● Recorded information:
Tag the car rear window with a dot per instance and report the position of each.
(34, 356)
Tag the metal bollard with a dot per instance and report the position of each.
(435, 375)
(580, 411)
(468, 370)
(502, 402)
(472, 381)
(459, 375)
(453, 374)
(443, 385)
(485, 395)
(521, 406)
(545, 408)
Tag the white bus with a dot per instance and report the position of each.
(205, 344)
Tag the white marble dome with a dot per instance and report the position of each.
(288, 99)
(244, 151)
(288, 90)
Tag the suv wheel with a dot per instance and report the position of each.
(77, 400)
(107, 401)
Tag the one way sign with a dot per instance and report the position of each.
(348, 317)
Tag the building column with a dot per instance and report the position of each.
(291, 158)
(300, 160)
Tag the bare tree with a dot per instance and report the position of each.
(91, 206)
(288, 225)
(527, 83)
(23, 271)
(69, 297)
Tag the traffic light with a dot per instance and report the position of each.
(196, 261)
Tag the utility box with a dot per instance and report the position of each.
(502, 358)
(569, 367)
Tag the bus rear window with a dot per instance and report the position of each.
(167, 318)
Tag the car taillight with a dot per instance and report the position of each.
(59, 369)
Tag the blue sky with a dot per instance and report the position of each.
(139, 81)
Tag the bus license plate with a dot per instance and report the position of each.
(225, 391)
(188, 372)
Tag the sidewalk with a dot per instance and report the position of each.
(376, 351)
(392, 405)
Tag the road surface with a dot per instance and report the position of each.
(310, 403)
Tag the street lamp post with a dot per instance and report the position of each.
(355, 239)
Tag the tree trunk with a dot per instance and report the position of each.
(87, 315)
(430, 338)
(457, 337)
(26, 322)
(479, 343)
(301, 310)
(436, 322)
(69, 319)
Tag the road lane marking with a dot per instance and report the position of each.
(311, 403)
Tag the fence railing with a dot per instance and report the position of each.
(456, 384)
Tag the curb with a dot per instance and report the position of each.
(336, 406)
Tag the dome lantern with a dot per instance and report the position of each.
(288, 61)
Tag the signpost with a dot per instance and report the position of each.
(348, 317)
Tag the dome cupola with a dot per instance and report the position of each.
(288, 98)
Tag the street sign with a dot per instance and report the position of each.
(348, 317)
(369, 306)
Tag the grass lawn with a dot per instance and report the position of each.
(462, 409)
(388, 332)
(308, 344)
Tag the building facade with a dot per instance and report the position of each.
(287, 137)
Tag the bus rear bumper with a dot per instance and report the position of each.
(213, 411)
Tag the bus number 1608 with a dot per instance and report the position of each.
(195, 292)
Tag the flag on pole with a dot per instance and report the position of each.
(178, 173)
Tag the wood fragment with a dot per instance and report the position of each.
--
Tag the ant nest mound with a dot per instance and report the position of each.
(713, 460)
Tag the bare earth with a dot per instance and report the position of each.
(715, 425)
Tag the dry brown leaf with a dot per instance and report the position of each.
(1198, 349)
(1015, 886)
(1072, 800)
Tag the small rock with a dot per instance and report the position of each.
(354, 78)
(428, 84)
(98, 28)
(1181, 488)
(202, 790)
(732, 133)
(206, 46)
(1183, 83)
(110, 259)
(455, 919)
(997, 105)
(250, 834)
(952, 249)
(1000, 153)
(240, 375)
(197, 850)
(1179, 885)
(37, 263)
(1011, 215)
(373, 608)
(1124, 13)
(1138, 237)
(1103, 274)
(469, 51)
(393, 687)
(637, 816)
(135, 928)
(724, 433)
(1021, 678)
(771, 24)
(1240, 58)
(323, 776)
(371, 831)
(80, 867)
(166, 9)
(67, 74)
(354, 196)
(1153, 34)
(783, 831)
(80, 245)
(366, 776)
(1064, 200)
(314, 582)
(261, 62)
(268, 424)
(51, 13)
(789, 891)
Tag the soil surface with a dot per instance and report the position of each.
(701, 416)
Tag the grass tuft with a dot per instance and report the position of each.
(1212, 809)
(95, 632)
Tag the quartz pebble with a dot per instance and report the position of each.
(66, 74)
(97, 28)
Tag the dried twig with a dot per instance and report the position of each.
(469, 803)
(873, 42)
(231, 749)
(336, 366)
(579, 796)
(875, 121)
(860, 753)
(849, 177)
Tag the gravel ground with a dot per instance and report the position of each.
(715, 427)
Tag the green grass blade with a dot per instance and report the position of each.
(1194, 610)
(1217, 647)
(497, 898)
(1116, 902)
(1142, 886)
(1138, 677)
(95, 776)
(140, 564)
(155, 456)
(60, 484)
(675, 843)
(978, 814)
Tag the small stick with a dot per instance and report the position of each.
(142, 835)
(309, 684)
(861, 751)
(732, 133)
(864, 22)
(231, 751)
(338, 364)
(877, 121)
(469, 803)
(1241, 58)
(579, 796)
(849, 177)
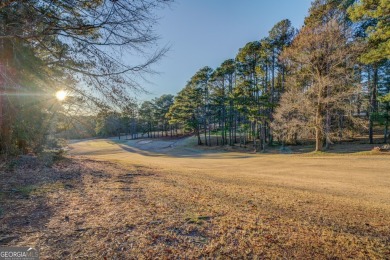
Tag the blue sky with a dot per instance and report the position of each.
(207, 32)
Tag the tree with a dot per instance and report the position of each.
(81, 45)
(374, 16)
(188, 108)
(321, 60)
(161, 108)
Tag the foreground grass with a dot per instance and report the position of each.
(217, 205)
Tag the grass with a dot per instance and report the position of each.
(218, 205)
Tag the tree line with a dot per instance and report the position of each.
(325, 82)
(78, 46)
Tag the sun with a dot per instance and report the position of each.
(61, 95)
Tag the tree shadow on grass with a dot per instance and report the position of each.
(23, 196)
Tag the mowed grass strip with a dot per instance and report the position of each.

● Exercise details:
Copy out, word for word, the rows above from the one with "Tag the sun" to the one with "Tag the mowed", including both of those rows.

● Task result:
Tag the sun with a dot per instance and report the position of each.
(61, 95)
Tag the tree shadow on grass with a dot per instance and report the position of each.
(23, 196)
Tag the mowed grass strip with a dot per instance and report the position of each.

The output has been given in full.